__Stored records__:

· · · ·

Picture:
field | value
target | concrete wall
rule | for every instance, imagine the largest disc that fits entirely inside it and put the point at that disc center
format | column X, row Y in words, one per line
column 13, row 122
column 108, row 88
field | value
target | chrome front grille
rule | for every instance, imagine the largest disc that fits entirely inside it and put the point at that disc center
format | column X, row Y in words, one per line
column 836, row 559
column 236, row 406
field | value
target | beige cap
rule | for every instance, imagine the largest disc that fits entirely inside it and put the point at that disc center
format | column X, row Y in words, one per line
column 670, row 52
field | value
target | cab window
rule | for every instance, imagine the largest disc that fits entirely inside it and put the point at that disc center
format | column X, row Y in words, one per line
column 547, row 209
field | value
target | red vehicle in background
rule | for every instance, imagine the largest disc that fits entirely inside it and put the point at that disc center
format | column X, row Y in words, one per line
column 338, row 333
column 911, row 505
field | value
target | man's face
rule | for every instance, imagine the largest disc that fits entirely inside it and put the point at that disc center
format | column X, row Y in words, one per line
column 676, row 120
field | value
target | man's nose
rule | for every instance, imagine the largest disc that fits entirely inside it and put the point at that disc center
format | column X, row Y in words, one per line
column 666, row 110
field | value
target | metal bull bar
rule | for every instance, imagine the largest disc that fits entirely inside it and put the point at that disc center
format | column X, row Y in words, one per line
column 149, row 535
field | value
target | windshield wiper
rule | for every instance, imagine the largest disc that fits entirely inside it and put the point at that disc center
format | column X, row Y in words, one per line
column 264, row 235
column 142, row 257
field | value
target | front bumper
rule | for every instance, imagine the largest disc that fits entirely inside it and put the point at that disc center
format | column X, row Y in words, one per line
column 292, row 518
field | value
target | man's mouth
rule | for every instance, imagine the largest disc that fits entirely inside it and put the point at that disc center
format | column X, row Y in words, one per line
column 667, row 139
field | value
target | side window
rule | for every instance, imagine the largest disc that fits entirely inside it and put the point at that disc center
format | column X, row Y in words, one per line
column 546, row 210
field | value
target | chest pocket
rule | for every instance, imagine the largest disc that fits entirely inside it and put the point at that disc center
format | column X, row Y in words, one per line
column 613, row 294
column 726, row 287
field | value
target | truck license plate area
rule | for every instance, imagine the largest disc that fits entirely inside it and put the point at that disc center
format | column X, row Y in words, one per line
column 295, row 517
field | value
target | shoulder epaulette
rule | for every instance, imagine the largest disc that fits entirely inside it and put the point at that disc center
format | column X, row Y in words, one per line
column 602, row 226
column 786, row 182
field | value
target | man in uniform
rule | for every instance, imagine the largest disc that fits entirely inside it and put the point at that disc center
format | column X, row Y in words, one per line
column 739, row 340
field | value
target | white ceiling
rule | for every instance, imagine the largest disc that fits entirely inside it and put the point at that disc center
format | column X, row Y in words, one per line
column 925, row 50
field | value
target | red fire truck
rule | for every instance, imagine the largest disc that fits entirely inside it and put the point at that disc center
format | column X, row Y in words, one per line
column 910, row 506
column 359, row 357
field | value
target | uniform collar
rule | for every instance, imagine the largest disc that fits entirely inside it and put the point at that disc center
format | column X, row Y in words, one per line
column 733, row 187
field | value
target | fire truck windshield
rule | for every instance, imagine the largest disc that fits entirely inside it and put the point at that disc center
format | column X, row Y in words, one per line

· · · ·

__REQUEST__:
Write out all of the entries again, swapping each "largest disc" for "biggest circle" and leaving everything else unchanged.

__IN RESPONSE__:
Picture:
field | value
target | concrete wall
rule | for every instance, imagine the biggest circle that fits entirely inside it and put the point at that disc center
format | column X, row Y in words, one per line
column 13, row 122
column 108, row 88
field | value
target | chrome front grille
rule | for every instance, imagine the biggest circle that fits entirely inside it and put the point at that disc center
format | column X, row Y in words, one per line
column 836, row 559
column 236, row 406
field | value
target | beige cap
rule | for every instance, imagine the biggest circle that fits entirely inside it and put the point at that disc center
format | column X, row Y in words, one per line
column 670, row 52
field | value
target | cab window
rule | for every instance, imagine the biggest circle that fits entirely inside it and put the point at that disc center
format | column X, row Y in words, one per line
column 547, row 209
field | value
target | red vehicle in background
rule | for every instance, imagine the biggest circle that fits entirely inside it and put the point at that disc center
format | column X, row Y in words, one per line
column 338, row 333
column 911, row 505
field | value
target | man's face
rule | for every instance, imagine the biggest circle that fits entirely inside it and put the point at that disc center
format | column X, row Y in words, one per line
column 676, row 120
field | value
target | man's nose
rule | for every instance, imagine the biggest circle that fits entirely inside it and put the point at that disc center
format | column X, row Y in words, one per line
column 666, row 110
field | value
target | metal bull bar
rule | for every instance, imagine the biggest circle that fits entirely inside it and put the point at that disc center
format | column X, row Y in words, one per line
column 149, row 535
field | value
target | windshield wiper
rule | for every instance, imagine the biggest circle that fits entirely inside it and put the point at that disc center
format | column X, row Y in words, one per line
column 264, row 235
column 142, row 257
field | value
target | front bumper
rule | for every instance, imagine the biggest circle that fits entirely inside it and put the point at that disc center
format | column X, row Y in words, one per line
column 292, row 518
field | value
target | man's mouth
rule | for every instance, imagine the biggest circle that fits entirely inside it and put the point at that disc center
format | column X, row Y in words, one per line
column 667, row 139
field | value
target | side window
rule | for every instance, imagine the biggest circle that fits entirely inside it and put the point at that disc center
format | column X, row Y in words, one per line
column 546, row 210
field | value
target | chest pocket
rule | for every instance, imagine the biggest circle that fits entirely inside it and put the point at that disc center
format | column X, row Y in words, one per line
column 613, row 294
column 726, row 287
field | value
target | truck license plate area
rule | for every instance, imagine the biggest circle that fits entirely inside it and put the point at that disc center
format | column X, row Y in words, one per line
column 295, row 517
field | value
target | shoulder epaulette
rule | for every instance, imagine the biggest circle that fits entirely inside it and put the point at that disc center
format | column X, row Y in words, one per line
column 602, row 226
column 786, row 182
field | value
target | man in uniform
rule | for every instance, imagine the biggest circle that fits entirely inside it and put the point at that disc center
format | column X, row Y in words, one per line
column 739, row 340
field | value
target | white ceiling
rule | for every instance, imagine the biggest circle that fits entirely inside it and put the point at that disc center
format | column X, row Y in words, one per line
column 925, row 50
field | value
target | red fire truck
rule | for every instance, imagine the biggest circle that fits entirely inside it and put the point at that disc center
format | column X, row Y in words, one per line
column 910, row 506
column 359, row 357
field | value
target | uniform collar
rule | for every instance, imagine the biggest circle that fits entirely inside it and put the point at that disc center
format | column X, row Y in words, one per line
column 733, row 187
field | value
target | fire truck windshield
rule | for every instance, imagine the biggest circle that fits entirely inside it and put the point at that disc center
format | column X, row Y in words, one per line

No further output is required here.